PROBLEM DETAILS -
Please reproduce the listing below with every "Practice step" switched to "Training step" and all else unchanged. Leave the pictures out of your answer.

---------- ENTRIES SUPPLIED ----------

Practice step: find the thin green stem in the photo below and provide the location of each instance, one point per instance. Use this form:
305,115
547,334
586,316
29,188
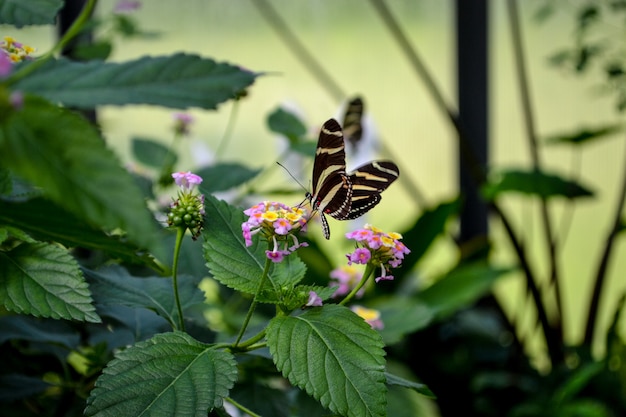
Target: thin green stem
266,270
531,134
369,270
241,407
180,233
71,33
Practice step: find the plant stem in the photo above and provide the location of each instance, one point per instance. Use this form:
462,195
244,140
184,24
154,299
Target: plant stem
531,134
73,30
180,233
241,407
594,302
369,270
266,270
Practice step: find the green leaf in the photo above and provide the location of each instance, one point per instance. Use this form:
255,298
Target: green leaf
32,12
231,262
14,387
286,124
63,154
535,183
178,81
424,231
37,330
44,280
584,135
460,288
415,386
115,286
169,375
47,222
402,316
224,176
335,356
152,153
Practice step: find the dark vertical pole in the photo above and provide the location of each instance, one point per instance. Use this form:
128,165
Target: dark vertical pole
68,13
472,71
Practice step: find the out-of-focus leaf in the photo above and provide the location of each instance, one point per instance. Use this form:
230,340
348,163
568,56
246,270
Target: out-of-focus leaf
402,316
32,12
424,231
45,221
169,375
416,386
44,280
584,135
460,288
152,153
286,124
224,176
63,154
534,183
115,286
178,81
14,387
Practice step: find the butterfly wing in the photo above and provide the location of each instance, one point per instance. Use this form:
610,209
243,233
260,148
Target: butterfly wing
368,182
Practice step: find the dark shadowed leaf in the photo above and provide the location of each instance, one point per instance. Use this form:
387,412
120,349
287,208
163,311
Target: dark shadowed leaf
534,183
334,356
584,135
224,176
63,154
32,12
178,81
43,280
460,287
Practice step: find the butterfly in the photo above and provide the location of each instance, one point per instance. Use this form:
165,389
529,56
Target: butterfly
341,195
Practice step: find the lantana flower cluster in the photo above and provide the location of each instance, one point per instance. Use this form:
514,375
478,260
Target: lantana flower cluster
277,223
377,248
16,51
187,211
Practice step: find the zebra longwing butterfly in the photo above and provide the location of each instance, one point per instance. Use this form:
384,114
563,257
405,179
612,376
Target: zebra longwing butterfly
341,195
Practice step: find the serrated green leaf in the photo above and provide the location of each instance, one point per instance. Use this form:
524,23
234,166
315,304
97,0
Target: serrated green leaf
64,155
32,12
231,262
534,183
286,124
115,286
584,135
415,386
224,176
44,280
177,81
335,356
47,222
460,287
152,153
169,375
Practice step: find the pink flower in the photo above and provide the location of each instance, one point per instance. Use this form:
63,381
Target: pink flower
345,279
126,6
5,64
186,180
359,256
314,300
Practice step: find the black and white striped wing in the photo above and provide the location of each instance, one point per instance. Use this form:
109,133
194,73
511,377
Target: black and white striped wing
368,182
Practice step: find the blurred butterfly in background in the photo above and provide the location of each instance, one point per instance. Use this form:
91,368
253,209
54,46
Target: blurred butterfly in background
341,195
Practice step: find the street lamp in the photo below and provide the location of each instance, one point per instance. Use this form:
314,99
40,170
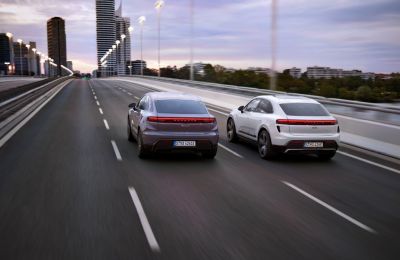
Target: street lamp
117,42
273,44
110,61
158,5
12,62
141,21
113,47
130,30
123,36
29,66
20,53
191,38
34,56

----------

RESULT OF THIS TASK -
Training step: find the thin green stem in the photo below and provide the location of each instance, one point per instance. Use this form:
305,115
547,334
586,316
29,188
Target: thin green stem
266,270
531,134
369,270
241,407
180,233
71,33
Training step: find the plant stem in the photo above and provide the location of each instance, one point per instance. Use this form:
462,195
244,140
184,24
154,299
Target: plant stem
531,134
73,30
180,233
241,407
594,302
369,270
266,270
Training step: find the green leaf in the photo above and provide the location of each instance, one point per instance. Use this form:
255,298
Target: green leaf
32,12
231,262
14,387
286,124
63,154
535,183
178,81
424,231
37,330
44,280
584,135
460,288
415,386
115,286
169,375
47,222
402,316
224,176
335,356
152,153
Training step: find the dark vertical pole in the photo above and provide the location of each instance, one point per instance. Use this form:
128,165
Target: dark vertical pole
68,13
472,71
Training step: find the out-of-focus leaf in the photo above and provide the location of each instance, one point per instance. Use this form:
230,340
348,163
568,56
246,270
Target: out-of-focus leaf
402,316
32,12
424,231
45,221
169,375
416,386
44,280
584,135
460,288
152,153
286,124
224,176
63,154
534,183
115,286
178,81
14,387
Training step: find the butterfly wing in the photo above and provide the location of each instance, one point per instance. Use this form:
610,209
243,233
260,148
Target: butterfly wing
368,182
Training step: find the dark shadowed leaf in the photo above and provide the location of each instance, one point per instance. Use this form:
387,412
120,349
287,208
163,311
Target: dark shadowed leaf
534,183
334,356
584,135
224,176
63,154
32,12
178,81
43,280
460,287
Training step: find the butterfly in the photo above and provide the location of each instance, one point per instance. Use this form:
165,389
529,56
Target: butterfly
341,195
Training step: find the lantana flower cluster in the photo above and provide the location of each instance, one point per instance. Use this form:
514,375
478,260
Target: lantana flower cluster
277,223
377,248
16,51
187,211
Training step: find the zebra longwing butterfly in the photo above and provide the location of each instance, one point per instance. Use this form:
384,114
563,257
405,179
612,376
Target: zebra longwing butterfly
341,195
Training step: find the serrated green leaf in the photo above and provide the location of each instance, one point per instance. Use this form:
524,23
234,166
315,304
97,0
Target: serrated green leaf
64,155
32,12
231,262
534,183
286,124
115,286
584,135
415,386
224,176
44,280
177,81
335,356
47,222
460,287
152,153
169,375
Training step: find the pink flower in the photo above and provide the location of each instance, one point per instance. Use this form:
63,381
Target: pink flower
345,279
126,6
5,64
186,180
359,256
314,300
Training step: find the black and white striped wing in the photo above and provide the location of each instance, one point per instance. Use this form:
109,133
194,73
511,377
Target: black and white striped wing
368,182
Training step: find the blurred butterfly in background in the photo above and provide the location of each instance, one point per instance. Use this form:
91,368
253,209
54,46
Target: blurred butterfly in background
341,195
Training step: find the street lamp in the photo below and provide the location of each instance, one point per instance. Use this form:
314,99
40,170
Target: street lamp
117,42
273,44
110,61
158,5
12,62
141,21
113,47
130,30
123,36
29,66
20,53
191,38
34,56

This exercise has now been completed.